Detection examples »
╭──
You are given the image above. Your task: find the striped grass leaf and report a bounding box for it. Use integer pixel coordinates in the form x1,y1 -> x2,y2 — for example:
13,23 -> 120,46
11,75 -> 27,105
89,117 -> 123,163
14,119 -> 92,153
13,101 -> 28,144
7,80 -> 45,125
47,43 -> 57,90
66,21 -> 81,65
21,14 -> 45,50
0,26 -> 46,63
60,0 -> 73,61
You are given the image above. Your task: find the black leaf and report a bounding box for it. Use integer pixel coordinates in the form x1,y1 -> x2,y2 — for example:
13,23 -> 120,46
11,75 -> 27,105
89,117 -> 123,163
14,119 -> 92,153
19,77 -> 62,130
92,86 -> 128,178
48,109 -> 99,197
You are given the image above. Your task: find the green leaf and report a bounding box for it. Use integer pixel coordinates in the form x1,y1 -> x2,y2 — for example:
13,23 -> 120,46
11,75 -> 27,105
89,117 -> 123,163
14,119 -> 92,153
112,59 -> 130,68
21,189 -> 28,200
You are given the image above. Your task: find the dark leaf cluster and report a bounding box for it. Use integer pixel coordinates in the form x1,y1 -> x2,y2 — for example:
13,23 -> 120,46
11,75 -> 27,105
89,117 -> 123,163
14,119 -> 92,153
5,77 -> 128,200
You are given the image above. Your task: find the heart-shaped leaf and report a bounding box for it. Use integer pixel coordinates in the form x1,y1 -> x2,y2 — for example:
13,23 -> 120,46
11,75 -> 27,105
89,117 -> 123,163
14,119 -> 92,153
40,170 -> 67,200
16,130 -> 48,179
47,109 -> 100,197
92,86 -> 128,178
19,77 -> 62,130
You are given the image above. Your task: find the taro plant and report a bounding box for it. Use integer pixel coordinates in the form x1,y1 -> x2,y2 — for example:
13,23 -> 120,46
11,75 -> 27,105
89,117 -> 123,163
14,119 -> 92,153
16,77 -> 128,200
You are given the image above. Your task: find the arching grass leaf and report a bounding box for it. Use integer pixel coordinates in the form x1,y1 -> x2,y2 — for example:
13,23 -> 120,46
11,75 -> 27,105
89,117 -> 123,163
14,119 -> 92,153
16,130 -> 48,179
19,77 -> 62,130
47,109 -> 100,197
╰──
Direction » Reproduce, character for character, the data above from the line containing "You are given the image above. Your task: find the taro" through the line containing "16,77 -> 128,200".

Written solution »
You are given the image above. Your task: find the taro plant and report a bounding box for it. Use integer pixel coordinates in the form x1,y1 -> x2,y2 — for example:
13,23 -> 120,46
11,75 -> 27,105
89,117 -> 123,163
14,119 -> 92,153
16,77 -> 128,200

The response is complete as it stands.